• **EXERCISE**: If a line in the records below contains the word "noun", return that line.

• **SOURCE RECORDS**:
::::::::::

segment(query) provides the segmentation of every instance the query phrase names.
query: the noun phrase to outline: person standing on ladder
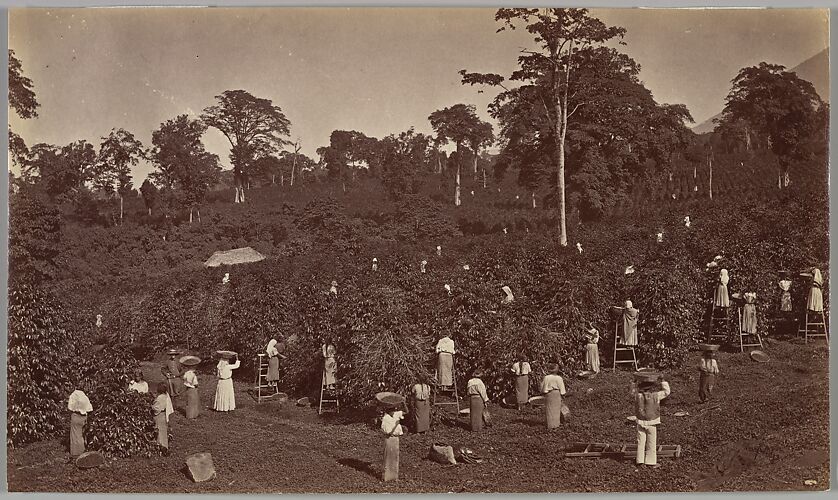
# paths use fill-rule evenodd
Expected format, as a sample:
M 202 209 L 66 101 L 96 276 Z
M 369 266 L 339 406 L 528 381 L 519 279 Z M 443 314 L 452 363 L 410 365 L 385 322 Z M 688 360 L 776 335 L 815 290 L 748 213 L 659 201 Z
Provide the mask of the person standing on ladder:
M 279 382 L 279 357 L 281 354 L 279 354 L 276 344 L 276 339 L 271 339 L 268 342 L 268 347 L 265 349 L 265 353 L 268 355 L 268 375 L 266 380 L 269 387 L 273 387 L 275 391 L 279 392 L 277 382 Z
M 337 382 L 338 363 L 335 360 L 337 349 L 331 339 L 326 339 L 321 347 L 323 354 L 323 385 L 326 389 L 333 390 Z
M 821 270 L 818 268 L 812 271 L 812 288 L 809 289 L 806 309 L 816 313 L 823 312 L 823 276 L 821 276 Z
M 745 304 L 742 306 L 742 332 L 750 335 L 757 334 L 757 294 L 746 292 L 743 296 Z
M 436 343 L 437 383 L 442 390 L 449 390 L 454 385 L 454 341 L 447 333 Z
M 627 300 L 623 309 L 623 337 L 621 344 L 625 346 L 637 345 L 637 317 L 640 314 L 638 309 L 634 308 L 634 304 Z
M 780 290 L 782 293 L 780 294 L 780 312 L 781 313 L 790 313 L 792 312 L 792 305 L 791 305 L 791 280 L 788 277 L 788 272 L 783 271 L 780 273 L 780 281 L 778 283 Z
M 713 305 L 727 309 L 730 307 L 730 296 L 727 293 L 727 284 L 730 282 L 730 276 L 727 269 L 719 271 L 719 282 L 716 285 L 716 291 L 713 294 Z M 706 290 L 706 289 L 705 289 Z

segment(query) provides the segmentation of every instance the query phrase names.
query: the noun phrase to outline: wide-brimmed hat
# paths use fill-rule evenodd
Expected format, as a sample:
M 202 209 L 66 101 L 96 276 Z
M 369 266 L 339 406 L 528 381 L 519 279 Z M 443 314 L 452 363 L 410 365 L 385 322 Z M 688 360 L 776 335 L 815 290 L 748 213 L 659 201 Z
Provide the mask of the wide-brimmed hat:
M 719 345 L 717 344 L 698 344 L 698 349 L 701 351 L 718 351 Z
M 180 354 L 180 350 L 179 349 L 169 349 L 168 351 L 166 351 L 166 354 L 168 354 L 169 356 L 176 356 L 176 355 Z
M 767 363 L 771 360 L 768 354 L 765 354 L 763 351 L 751 351 L 751 359 L 756 361 L 757 363 Z
M 215 351 L 215 353 L 222 358 L 232 358 L 238 355 L 235 351 Z
M 198 356 L 184 356 L 180 358 L 180 364 L 186 366 L 195 366 L 201 364 L 201 358 Z

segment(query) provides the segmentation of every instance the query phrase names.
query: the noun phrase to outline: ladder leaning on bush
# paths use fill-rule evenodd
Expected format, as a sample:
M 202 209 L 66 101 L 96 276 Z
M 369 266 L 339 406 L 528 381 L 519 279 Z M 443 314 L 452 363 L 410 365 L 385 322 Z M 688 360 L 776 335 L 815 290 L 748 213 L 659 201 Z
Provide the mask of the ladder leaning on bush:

::::::::::

• **THE COMPLETED TASK**:
query: the noun phrase to outline: person standing on ladder
query: the noun phrase to outline: wide-brimmed hat
query: the noun phrase to outline: ladder leaning on bush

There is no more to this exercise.